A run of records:
·····
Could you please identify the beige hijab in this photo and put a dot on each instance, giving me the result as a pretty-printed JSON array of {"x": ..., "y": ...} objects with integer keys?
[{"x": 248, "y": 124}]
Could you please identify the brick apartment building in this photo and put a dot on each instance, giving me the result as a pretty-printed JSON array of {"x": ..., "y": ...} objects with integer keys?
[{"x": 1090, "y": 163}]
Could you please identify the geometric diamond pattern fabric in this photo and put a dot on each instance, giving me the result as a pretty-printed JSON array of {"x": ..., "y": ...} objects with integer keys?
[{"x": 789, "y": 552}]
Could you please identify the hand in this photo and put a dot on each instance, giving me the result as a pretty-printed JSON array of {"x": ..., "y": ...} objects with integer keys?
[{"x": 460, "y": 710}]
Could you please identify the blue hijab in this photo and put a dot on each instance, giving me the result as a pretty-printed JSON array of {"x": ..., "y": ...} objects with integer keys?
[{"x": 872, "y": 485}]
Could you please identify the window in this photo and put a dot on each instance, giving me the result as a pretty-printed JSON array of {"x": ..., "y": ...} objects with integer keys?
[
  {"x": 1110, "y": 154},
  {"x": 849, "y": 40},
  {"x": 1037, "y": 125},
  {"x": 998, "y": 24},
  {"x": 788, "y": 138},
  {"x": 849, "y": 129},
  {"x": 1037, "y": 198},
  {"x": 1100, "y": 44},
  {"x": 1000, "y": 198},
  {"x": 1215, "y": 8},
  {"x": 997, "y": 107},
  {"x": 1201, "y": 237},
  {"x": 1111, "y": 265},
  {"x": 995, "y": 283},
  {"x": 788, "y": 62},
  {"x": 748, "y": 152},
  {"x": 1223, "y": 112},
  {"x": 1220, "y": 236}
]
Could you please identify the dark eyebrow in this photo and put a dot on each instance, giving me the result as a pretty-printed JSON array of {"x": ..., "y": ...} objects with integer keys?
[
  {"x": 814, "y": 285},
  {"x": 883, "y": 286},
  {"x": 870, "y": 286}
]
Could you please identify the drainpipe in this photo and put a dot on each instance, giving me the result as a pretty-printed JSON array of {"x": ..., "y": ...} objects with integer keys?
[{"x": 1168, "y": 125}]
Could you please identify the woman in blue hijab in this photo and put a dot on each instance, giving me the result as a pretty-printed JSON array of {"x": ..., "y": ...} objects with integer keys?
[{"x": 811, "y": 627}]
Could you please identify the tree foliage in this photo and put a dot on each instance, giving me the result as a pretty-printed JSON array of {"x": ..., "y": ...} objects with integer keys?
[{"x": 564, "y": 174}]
·····
STATED TASK — Copy all data exactly, start to finish.

ANSWER FOR THIS EXERCISE —
Could you please identify the beige hijab in this photo and put a dot on each instance, giving me the result as a pretty-printed JSON array of {"x": ..., "y": ...} objects with integer keys?
[{"x": 248, "y": 124}]
Could you please identify the brick apartment building in this photo and put a dot on each instance, giving me the result as a pretty-printed JSON array of {"x": ..., "y": ...} objects with integer keys?
[{"x": 1090, "y": 163}]
Could you please identify the geometric diamond pattern fabric in this photo and put a dot on each instance, giving me the result as a pretty-printed JSON array of {"x": ..., "y": ...} objects with integer keys?
[{"x": 789, "y": 552}]
Could you please identify the hand in this photo and put a dot on each instance, giving me the result as a pretty-printed JSON array of {"x": ..., "y": ...} objects with integer keys?
[{"x": 460, "y": 710}]
Could you please identify the blue hijab in this photo and put a dot on each instance, giving me the result as a pretty-printed JSON array of {"x": ..., "y": ...} objects with integer keys?
[{"x": 872, "y": 485}]
Could you please identify the window in this photo and put a dot on each instance, giving me the result as a pretty-printed JSON array of {"x": ..., "y": ...} objects with integer keys?
[
  {"x": 1110, "y": 154},
  {"x": 849, "y": 40},
  {"x": 1037, "y": 125},
  {"x": 998, "y": 24},
  {"x": 788, "y": 138},
  {"x": 849, "y": 129},
  {"x": 1037, "y": 198},
  {"x": 1100, "y": 44},
  {"x": 1000, "y": 198},
  {"x": 1215, "y": 8},
  {"x": 997, "y": 107},
  {"x": 1201, "y": 237},
  {"x": 1111, "y": 265},
  {"x": 995, "y": 283},
  {"x": 788, "y": 62},
  {"x": 748, "y": 152},
  {"x": 1223, "y": 112},
  {"x": 1220, "y": 236}
]
Could you please identify the dark eyebrow in this photo and put a dot on each instance, giving me the result as a pretty-printed JSON array of {"x": ..., "y": ...} objects with integer keys?
[
  {"x": 814, "y": 285},
  {"x": 883, "y": 286},
  {"x": 870, "y": 286}
]
Could you please identify the drainpipe in this photo and put a dot on each instance, giving me the result as a pretty-printed JSON array of {"x": ..., "y": ...} objects with integer keys?
[{"x": 1168, "y": 125}]
Could you please identify the woman in blue hijab in this photo and put a dot on each instance, giving me the result as a pretty-printed JSON array of {"x": ..., "y": ...} objects with integer keys?
[{"x": 811, "y": 627}]
Could you please identify the tree foliage in this photo and put a dot on each instance, giving me the result as a pretty-printed JSON array of {"x": ..., "y": ...} objects with integer keys?
[{"x": 564, "y": 174}]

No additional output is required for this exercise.